- [STATED EXERCISE] Extract all data as written.
begin TASK INPUT
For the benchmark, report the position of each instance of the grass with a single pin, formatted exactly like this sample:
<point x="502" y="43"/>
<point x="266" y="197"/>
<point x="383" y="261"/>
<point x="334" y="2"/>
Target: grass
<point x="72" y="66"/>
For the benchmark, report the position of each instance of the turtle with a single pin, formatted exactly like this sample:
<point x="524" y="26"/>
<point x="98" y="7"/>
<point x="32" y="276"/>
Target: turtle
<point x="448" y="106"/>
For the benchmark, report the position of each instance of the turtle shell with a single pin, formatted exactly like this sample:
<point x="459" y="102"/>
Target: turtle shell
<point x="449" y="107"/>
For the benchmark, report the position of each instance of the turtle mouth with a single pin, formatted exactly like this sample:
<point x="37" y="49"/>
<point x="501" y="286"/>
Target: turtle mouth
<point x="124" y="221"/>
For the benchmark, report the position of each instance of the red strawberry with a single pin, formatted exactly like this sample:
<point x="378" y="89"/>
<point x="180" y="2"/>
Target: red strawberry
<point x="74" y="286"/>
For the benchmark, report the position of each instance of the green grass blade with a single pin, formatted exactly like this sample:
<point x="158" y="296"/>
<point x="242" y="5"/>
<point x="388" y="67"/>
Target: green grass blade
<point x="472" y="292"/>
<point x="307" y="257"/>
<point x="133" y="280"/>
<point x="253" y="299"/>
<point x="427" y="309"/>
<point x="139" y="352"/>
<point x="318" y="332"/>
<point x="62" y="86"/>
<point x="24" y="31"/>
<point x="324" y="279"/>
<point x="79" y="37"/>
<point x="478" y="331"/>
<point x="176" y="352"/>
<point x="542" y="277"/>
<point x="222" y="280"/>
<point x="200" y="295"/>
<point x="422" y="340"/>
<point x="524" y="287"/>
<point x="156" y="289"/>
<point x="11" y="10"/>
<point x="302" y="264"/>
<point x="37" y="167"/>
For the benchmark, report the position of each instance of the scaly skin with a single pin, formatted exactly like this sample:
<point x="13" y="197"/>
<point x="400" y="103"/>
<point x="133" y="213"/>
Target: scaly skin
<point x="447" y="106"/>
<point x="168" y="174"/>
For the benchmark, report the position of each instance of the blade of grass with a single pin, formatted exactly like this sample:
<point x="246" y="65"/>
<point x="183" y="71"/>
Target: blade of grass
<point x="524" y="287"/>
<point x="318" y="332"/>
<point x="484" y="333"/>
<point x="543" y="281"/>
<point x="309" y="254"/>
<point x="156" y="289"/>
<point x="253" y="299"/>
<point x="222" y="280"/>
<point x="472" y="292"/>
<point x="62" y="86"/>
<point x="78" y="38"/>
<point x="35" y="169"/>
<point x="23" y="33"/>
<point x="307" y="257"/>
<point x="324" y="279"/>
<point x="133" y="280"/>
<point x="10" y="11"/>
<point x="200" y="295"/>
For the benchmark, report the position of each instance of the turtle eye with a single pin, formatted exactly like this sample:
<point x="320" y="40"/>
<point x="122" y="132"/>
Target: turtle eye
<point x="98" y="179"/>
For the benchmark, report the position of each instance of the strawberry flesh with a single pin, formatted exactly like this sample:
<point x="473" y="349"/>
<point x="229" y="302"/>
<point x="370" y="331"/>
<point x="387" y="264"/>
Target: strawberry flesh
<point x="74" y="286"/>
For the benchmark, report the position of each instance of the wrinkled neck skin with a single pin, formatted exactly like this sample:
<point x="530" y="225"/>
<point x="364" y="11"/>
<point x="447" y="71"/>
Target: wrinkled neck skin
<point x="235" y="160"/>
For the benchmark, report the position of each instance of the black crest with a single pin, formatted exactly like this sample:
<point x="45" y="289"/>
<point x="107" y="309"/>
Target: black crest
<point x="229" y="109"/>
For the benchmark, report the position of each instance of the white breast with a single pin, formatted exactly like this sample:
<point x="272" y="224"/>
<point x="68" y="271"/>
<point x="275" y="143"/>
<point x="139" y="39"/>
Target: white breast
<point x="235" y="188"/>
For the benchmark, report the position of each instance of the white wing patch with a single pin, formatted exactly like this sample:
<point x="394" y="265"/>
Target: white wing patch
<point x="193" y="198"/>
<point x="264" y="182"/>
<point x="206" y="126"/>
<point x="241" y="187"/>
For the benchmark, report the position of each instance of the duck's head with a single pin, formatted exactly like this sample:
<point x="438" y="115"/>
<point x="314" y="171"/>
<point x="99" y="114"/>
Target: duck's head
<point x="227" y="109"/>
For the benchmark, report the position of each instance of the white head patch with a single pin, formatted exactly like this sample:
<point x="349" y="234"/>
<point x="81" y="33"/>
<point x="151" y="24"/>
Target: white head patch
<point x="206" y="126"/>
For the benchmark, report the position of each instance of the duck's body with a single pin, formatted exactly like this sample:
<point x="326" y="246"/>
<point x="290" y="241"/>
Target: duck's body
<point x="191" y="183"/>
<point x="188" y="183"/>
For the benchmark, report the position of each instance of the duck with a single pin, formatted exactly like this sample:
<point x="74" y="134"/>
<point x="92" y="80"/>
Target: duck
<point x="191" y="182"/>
end TASK INPUT
- [RESULT OF THE TASK]
For the benchmark, report the position of each instance of the grass with a single pin, formatted exactly like this sample:
<point x="502" y="43"/>
<point x="266" y="197"/>
<point x="383" y="261"/>
<point x="334" y="2"/>
Target: grass
<point x="72" y="66"/>
For the benchmark, report the position of each instance of the turtle with a single pin, formatted exactly like this sample:
<point x="524" y="26"/>
<point x="98" y="7"/>
<point x="32" y="276"/>
Target: turtle
<point x="448" y="106"/>
For the benchmark, report the position of each instance of the turtle shell with a single pin, formatted exactly like this sample:
<point x="459" y="102"/>
Target: turtle shell
<point x="449" y="107"/>
For the benchmark, report the position of each instance of the turtle mouth with a single pin, formatted exactly like this sample:
<point x="37" y="49"/>
<point x="501" y="286"/>
Target: turtle mouth
<point x="124" y="221"/>
For the benchmark, report the position of each instance of the red strawberry with a single pin, formatted exactly like this sample:
<point x="378" y="89"/>
<point x="180" y="2"/>
Target: red strawberry
<point x="74" y="286"/>
For the benchmark, report the position of each instance of the green grass blade with a single pin, formatted exactly like this sample:
<point x="158" y="296"/>
<point x="242" y="5"/>
<point x="388" y="67"/>
Target: green grass blade
<point x="472" y="292"/>
<point x="307" y="257"/>
<point x="133" y="280"/>
<point x="253" y="299"/>
<point x="427" y="309"/>
<point x="139" y="352"/>
<point x="318" y="332"/>
<point x="62" y="86"/>
<point x="24" y="31"/>
<point x="324" y="279"/>
<point x="79" y="37"/>
<point x="478" y="331"/>
<point x="176" y="352"/>
<point x="542" y="277"/>
<point x="222" y="280"/>
<point x="200" y="295"/>
<point x="422" y="340"/>
<point x="524" y="287"/>
<point x="156" y="289"/>
<point x="11" y="10"/>
<point x="302" y="264"/>
<point x="37" y="167"/>
For the benchmark, report the position of each instance of the scaly skin with a single pin, formatted exactly like this sample:
<point x="13" y="197"/>
<point x="400" y="103"/>
<point x="133" y="213"/>
Target: scaly skin
<point x="447" y="106"/>
<point x="168" y="174"/>
For the benchmark, report the position of each instance of the blade of grass with a single pin, formatted exactly like this sample:
<point x="246" y="65"/>
<point x="183" y="71"/>
Target: blade of grass
<point x="524" y="287"/>
<point x="318" y="332"/>
<point x="484" y="333"/>
<point x="543" y="281"/>
<point x="309" y="254"/>
<point x="156" y="289"/>
<point x="253" y="299"/>
<point x="222" y="280"/>
<point x="472" y="292"/>
<point x="62" y="86"/>
<point x="78" y="38"/>
<point x="35" y="169"/>
<point x="23" y="33"/>
<point x="307" y="257"/>
<point x="324" y="279"/>
<point x="133" y="280"/>
<point x="10" y="11"/>
<point x="200" y="295"/>
For the benchmark, report the position of each instance of the turtle eye with a single pin, formatted exactly like this sample:
<point x="320" y="40"/>
<point x="122" y="132"/>
Target: turtle eye
<point x="98" y="179"/>
For the benchmark, report the position of each instance of the strawberry flesh with a single pin, formatted exactly like this sample:
<point x="473" y="349"/>
<point x="229" y="302"/>
<point x="370" y="331"/>
<point x="387" y="264"/>
Target: strawberry flesh
<point x="74" y="286"/>
For the benchmark, report the position of each instance of the wrinkled neck skin with a single pin, formatted exactly like this sample:
<point x="530" y="225"/>
<point x="364" y="11"/>
<point x="447" y="71"/>
Target: wrinkled neck skin
<point x="235" y="160"/>
For the benchmark, report the position of each instance of the black crest with a single pin, formatted exactly like this sample:
<point x="45" y="289"/>
<point x="107" y="309"/>
Target: black crest
<point x="229" y="109"/>
For the benchmark, report the position of each instance of the white breast with a single pin, formatted exactly like this sample:
<point x="272" y="224"/>
<point x="68" y="271"/>
<point x="275" y="143"/>
<point x="139" y="39"/>
Target: white breast
<point x="235" y="188"/>
For the benchmark, report the position of each instance of the white wing patch with a single pin, formatted exactly like this sample:
<point x="394" y="265"/>
Target: white wing patch
<point x="193" y="198"/>
<point x="264" y="182"/>
<point x="206" y="126"/>
<point x="241" y="187"/>
For the benchmark, report the position of each instance of the duck's head with a single pin, formatted exactly like this sample:
<point x="438" y="115"/>
<point x="314" y="171"/>
<point x="99" y="114"/>
Target: duck's head
<point x="227" y="109"/>
For the benchmark, report the position of each instance of the white head patch with a single pin, formatted exactly like this sample:
<point x="349" y="234"/>
<point x="81" y="33"/>
<point x="151" y="24"/>
Target: white head patch
<point x="206" y="126"/>
For the benchmark, report the position of each instance of the duck's body with a single pin, formatted exactly like this sample:
<point x="326" y="246"/>
<point x="290" y="241"/>
Target: duck's body
<point x="191" y="183"/>
<point x="188" y="183"/>
For the benchmark, report the position of each instance of the duck with a single pin, formatted exactly like this sample:
<point x="74" y="134"/>
<point x="92" y="80"/>
Target: duck
<point x="191" y="182"/>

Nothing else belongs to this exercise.